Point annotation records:
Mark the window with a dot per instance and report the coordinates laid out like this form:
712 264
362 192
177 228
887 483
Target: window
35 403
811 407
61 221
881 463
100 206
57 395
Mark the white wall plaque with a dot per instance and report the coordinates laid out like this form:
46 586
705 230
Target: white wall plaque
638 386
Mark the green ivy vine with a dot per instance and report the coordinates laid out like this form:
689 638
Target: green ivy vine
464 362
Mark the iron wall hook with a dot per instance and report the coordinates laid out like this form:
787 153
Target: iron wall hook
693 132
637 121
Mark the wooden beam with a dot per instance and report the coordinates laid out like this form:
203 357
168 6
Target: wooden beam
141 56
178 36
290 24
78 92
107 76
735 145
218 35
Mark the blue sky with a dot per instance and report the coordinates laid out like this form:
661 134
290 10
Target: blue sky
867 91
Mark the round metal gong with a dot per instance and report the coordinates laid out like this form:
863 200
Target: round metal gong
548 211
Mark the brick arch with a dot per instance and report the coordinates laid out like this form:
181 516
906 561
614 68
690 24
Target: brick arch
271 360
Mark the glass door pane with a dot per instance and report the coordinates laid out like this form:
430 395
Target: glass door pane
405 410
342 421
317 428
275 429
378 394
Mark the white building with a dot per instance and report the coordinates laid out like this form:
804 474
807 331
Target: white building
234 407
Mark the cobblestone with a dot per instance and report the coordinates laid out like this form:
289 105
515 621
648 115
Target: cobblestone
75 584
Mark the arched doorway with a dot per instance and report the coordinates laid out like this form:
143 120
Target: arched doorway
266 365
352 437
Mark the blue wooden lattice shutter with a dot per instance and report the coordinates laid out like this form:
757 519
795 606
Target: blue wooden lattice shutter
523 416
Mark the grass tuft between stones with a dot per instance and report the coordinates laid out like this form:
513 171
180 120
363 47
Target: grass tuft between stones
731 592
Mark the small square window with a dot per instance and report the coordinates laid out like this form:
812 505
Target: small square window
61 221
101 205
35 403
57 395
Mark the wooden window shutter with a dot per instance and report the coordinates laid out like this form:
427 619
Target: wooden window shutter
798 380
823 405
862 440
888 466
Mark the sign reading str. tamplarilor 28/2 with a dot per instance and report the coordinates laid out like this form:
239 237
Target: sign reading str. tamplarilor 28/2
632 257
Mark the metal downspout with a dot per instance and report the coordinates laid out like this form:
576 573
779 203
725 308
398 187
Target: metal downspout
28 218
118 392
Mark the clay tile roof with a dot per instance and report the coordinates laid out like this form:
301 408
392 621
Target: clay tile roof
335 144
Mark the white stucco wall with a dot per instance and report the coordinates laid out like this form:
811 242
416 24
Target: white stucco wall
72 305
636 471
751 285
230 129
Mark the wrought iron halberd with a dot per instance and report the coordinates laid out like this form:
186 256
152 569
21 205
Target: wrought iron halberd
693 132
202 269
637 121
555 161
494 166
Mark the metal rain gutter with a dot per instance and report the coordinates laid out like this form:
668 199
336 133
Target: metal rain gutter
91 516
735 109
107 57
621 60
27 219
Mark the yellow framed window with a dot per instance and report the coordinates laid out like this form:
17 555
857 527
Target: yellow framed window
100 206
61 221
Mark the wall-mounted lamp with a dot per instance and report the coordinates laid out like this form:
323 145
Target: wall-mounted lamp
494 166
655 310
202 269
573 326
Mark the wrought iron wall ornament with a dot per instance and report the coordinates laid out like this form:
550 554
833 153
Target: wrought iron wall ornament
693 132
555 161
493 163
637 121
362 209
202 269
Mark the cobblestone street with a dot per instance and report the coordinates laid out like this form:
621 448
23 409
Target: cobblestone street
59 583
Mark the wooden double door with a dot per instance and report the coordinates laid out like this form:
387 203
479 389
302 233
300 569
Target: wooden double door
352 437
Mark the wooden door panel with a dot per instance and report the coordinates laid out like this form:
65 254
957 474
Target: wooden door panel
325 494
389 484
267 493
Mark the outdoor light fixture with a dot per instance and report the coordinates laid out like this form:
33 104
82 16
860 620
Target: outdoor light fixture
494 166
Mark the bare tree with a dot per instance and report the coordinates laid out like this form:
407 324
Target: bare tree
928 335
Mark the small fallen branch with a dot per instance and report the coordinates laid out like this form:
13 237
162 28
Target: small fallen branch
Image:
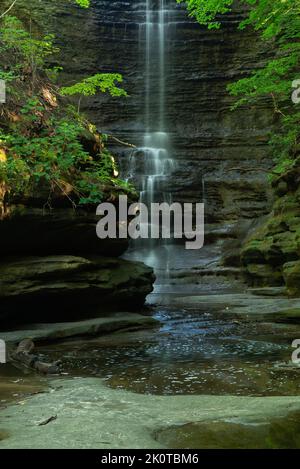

WHAT THE EXERCISE ASKS ▸
Select each line above that contains the word "metal", counting a match only when the case is the same.

EXERCISE ANSWER ▸
Mark the round metal gong with a dot per instance and report the coordinates laid out like this form:
Target: round metal gong
Mark the metal downspout with a dot per instance and report the coordinates laid out like this form:
Target: metal downspout
Mark the metal rain gutter with a dot per instance and report the coordinates laid out like this form:
Target: metal rain gutter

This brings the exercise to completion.